(Excerpts of pointing data)
** START **
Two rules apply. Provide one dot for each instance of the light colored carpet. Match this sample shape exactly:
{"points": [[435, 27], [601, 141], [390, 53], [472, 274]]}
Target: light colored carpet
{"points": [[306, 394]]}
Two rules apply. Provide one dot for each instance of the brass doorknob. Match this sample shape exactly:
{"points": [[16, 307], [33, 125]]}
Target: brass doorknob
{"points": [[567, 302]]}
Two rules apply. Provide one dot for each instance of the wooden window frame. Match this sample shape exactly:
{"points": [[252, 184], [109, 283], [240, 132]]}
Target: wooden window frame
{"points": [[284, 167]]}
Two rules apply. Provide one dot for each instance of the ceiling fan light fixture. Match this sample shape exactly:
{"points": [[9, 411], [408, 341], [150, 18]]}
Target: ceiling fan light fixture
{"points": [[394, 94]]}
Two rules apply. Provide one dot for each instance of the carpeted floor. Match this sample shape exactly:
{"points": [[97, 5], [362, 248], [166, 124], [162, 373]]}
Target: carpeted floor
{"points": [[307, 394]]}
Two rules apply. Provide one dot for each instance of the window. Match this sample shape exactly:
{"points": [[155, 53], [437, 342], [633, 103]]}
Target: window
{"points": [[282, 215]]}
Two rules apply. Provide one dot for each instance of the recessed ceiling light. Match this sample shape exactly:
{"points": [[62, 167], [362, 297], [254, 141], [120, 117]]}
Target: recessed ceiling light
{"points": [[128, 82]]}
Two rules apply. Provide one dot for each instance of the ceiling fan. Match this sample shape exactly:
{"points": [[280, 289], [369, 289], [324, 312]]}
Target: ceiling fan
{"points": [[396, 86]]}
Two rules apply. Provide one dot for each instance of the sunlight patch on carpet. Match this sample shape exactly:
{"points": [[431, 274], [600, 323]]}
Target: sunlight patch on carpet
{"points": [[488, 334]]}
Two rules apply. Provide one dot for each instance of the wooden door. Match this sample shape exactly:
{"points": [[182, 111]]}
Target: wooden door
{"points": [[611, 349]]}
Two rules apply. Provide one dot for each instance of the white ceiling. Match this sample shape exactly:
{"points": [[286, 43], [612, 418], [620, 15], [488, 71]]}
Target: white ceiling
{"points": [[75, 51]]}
** END **
Exercise description: From the line holding "of the sunlight" to the last line of the records, quote each line exactly and add nothing.

Exercise response:
Two rules apply. Provide one dot for each instance of the sunlight patch on carpet. Match this sample shape exactly:
{"points": [[431, 274], [600, 323]]}
Target: sunlight patch on carpet
{"points": [[488, 334]]}
Two rules apply. Provide one dot for each instance of the wooden door. Match this sample shape exactly:
{"points": [[182, 111]]}
Target: wooden door
{"points": [[611, 349]]}
Two rules apply. Provide one dot for each instance of the white ceiling. Match this sample shape exactly:
{"points": [[286, 43], [612, 418], [620, 15], [488, 71]]}
Target: white ceiling
{"points": [[75, 51]]}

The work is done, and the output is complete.